- Document section -
The group of 25 industry and education leaders was selected last year by former Secretary of Education Terrel H. Bell to explore ways that collaboration between the publicprivate sectors could help im-prove American education through the use of technology.

At its first meeting last November, Mr. Bell asked the group to produce a report of the same magnitude as “A Nation at Risk"--a report that would serve as “a source book for all of American education” on the uses of technology. (See Education Week, Nov. 7, 1984.)

Meeting here this summer for the fourth, and possibly final, time, the group reaffirmed the existence of a crisis in American education. Participants reached a consensus that the appropriate use of existing and emerging technologies would make “a major contribution to the resolu-tion” of that crisis, especially in the areas of teacher training, individualized instruction, the content of instruction, and the efficient use of school facilities and administrative personnel.

While the task force agreed in concept on several recommendations, it has yet to approve the final wording and to adopt a series of strategies to aid officials in implementing the recommendations.

Nonetheless, the panel’s discussions this summer suggest the directions the group plans to set for technology in education.

William Ridley, chairman of the task force and vice president for academic strategies at Control Data Corporation, called the demonstration centers a key recommendation and said he envisions they would open after a year of planning, with funding from various sources. The centers would be housed in unused school buildings and teachers and students would participate on a volunteer basis.

School districts would contribute the per-pupil cost for participants; industry would provide equipment and expertise; and the states would fund the salaries of the personnel involved in the year of planning.

“Experiments currently going on ought to continue,” Mr. Ridley said, “but there should be a concentrated, holistic, comprehensive program to hasten the process.”

It is not known whether thes report will be endorsed and supported by Secretary of Education William J. Bennett, who, unlike Mr. Bell, has not been an outspoken advocate of technology in education.

“At this point, he’s not as accessible as his predecessor was,” Mr. Ridley told his colleagues at the meeting. “We don’t know what his position is. To my knowledge, he hasn’t made a statement on technology.”

“I do not believe this Secretary will make as much fanfare about it as Secretary Bell would have,” said Elizabeth VanderPutten, staff director of the task force for the National Institute of Education. “Number one, he isn’t as interested in technology, and number two, it isn’t his task force. But you never know. Sometimes these things have a life of their own.”

Mr. Ridley told his task-force colleagues that he was unable to arrange a meeting with Mr. Bennett but that he had met briefly with Chester E. Finn Jr., the assistant secretary for educational research and improvement.

The “official reaction” to the task force, according to Loye W. Miller, press secretary for Mr. Bennett, is that “we’ll be glad to see the report, and we’ll consider it on its merits.”

Regardless of the report’s fate, Mr. Ridley urged his colleagues to create a “document of hope.”

- Supplied data -

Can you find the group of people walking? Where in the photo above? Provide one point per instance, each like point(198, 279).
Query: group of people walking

- Work to complete -
Rewrite the paragraph of the article on the education technology task force that begins "William Ridley, chairman of the task force" as a short bulleted list that keeps its main facts.

- Solution for this problem -
- William Ridley chairs the task force and is vice president for academic strategies at Control Data Corporation.
- He called the demonstration centers a key recommendation.
- He envisions the centers opening after a year of planning, with funding from various sources.
- The centers would be housed in unused school buildings.
- Teachers and students would participate on a volunteer basis.